● **Given task**: Reproduce all of the following data line for line, without changing a single character.

● **Record extracts**:
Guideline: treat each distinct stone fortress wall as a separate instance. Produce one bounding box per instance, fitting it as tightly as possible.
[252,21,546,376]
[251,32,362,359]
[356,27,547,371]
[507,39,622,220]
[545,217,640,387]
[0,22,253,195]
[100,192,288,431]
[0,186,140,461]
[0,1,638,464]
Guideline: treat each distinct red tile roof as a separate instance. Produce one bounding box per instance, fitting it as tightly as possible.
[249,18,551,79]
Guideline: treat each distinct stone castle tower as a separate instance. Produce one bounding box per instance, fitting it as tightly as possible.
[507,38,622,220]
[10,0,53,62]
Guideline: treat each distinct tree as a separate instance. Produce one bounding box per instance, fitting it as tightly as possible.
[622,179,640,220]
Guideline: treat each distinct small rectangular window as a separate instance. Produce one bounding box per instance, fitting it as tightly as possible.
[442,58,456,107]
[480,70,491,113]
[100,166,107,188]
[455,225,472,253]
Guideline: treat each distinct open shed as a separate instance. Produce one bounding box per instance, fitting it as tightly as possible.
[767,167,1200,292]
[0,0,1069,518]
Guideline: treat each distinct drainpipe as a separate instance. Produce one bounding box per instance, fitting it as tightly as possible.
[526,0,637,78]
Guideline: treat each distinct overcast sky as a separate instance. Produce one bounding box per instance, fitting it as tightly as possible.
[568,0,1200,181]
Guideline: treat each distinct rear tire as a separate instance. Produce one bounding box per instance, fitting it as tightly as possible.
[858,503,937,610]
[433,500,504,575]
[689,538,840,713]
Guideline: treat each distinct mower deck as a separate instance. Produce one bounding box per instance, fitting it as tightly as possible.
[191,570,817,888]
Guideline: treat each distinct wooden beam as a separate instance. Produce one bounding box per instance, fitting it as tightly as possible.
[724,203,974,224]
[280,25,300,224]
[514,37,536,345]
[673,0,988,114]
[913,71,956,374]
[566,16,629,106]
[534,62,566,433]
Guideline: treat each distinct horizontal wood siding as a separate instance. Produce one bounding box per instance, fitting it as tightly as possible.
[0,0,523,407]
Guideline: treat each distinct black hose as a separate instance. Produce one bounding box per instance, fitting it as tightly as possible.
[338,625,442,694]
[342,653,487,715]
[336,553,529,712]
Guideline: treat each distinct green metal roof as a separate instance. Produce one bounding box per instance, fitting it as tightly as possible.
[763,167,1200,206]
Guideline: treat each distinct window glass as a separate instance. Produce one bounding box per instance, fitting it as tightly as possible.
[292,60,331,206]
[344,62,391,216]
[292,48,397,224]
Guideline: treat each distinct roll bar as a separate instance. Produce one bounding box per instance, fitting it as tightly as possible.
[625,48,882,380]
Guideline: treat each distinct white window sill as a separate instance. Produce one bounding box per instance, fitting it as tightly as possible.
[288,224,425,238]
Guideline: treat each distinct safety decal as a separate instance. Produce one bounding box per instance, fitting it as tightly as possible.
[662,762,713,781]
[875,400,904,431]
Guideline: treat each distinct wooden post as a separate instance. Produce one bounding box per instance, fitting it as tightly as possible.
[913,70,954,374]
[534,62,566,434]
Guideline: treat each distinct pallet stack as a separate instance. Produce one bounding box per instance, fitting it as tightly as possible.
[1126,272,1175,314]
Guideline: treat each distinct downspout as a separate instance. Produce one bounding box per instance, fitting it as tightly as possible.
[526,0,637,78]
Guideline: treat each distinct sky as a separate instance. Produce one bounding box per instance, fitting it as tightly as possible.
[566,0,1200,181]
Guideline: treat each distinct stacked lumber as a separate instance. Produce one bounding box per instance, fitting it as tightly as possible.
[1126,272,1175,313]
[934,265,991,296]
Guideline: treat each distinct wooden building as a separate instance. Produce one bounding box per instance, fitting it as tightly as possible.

● **Answer**:
Guideline: treat each distinct stone fortress wall as a separate instance. Produce one bounding box per instance, fitting it as tightly as possible.
[252,21,546,376]
[251,32,362,359]
[356,27,547,371]
[507,39,622,220]
[545,217,640,387]
[0,22,253,195]
[100,192,288,431]
[0,186,140,461]
[0,1,638,464]
Guideline: treat each distinct red tile roof as a separate instance. Produce one bounding box per instance, fitting it as tightly as possible.
[249,18,551,79]
Guideline: treat each distinct stone castle tower as a separate instance. Produce one bounding box per instance, fitting it as tightly as possible.
[507,38,622,220]
[10,0,53,62]
Guideline: treat each distinct tree as a separate instance. Produce one bounding box per instance, fitting it as tightly as possible.
[622,179,640,220]
Guideline: treat each distinct small rectangular window as a separate instance. Produce one bounding box per instance, fitting it as tightly as possible.
[442,58,456,107]
[480,70,491,113]
[100,166,107,188]
[455,225,472,253]
Guideline: treat each distinct open shed as a separate instance. Produce one bounding box per instance, fitting it as tightly as possible.
[767,167,1200,292]
[0,0,1069,518]
Guideline: treat each distinct drainpipe as a separate instance. Produce one bounding box per instance, fitting it as tightly as possible.
[526,0,637,78]
Guideline: treat each distinct overcast sky as a separate instance. Produce one bounding box per instance, fitting it as tightly as possible.
[568,0,1200,181]
Guideline: treat each distinct rear tire as a separate instance. Produce one bounding box per instance, fitting it as tightly as possible.
[858,503,937,610]
[433,500,504,575]
[689,538,840,713]
Guideline: treat each distinct mower deck as a separate instance. Produce one bounding box per instance, fitting it as tightly as possible.
[191,570,817,888]
Guideline: treat each distinct wooden beam as a separate instance. Produce one bounding box per instance, fitting it as tightly as possible.
[724,203,974,224]
[280,25,300,224]
[514,37,536,345]
[673,0,988,114]
[913,71,956,374]
[566,16,629,106]
[534,62,566,433]
Guideline: treat each distinct horizontal wood siding as a separate instance. Produce one bounding box per instance, fitting it as tightly as possible.
[0,0,523,407]
Guideline: treat each distinct black hose as a separate instance. Produce one bounding box per instance, fitting it as tightly as possible.
[338,625,442,694]
[342,653,487,715]
[336,553,529,712]
Guideline: treat each distinct green metal roof as a separate instance. Produce one bounding box per instance, fitting it as tightly as possible.
[763,167,1200,206]
Guideline: treat each distinct window glass as a separate instance. Produce one bounding box per instance, fitting it as tightly as possible.
[292,60,331,206]
[344,62,391,216]
[292,48,397,224]
Guideline: treat each distinct roll bar as a separate instance. Produce one bounding box per instance, fitting it as tightly as possible.
[625,48,882,380]
Guideline: treat each distinct white window sill as a separate instance. Produce one bounding box per instance, fitting it as tightly as possible.
[288,224,425,238]
Guideline: treat each distinct safety decal as a separate instance. Produce one bounding box per instance, fitting it as tightly as possible.
[662,762,713,781]
[875,400,904,431]
Guideline: treat each distinct wooden post as a separate instance. Produce one bounding box per instance, fitting it as tightly as possible.
[913,70,954,374]
[534,62,566,434]
Guideline: treat each distinct pallet stack as a separate instance. Produce one bounding box per instance, fitting it as tightly as possible.
[1126,272,1175,314]
Guideline: treat each distinct downspout as a separate instance. Produce one bounding box per instance, fitting it as tightly as possible.
[526,0,637,78]
Guideline: treat each distinct sky as a separate instance. Produce one bounding box per instance, fitting it as tightly as possible.
[566,0,1200,181]
Guideline: treat each distinct stacked lumber as a separate instance. Produce one bounding box per instance, fitting it as tightly as possible.
[1126,272,1175,313]
[934,265,991,296]
Guideline: treat each distinct wooden building as a separate instance. Produce one bounding box per instance, fitting it as tightly as possible.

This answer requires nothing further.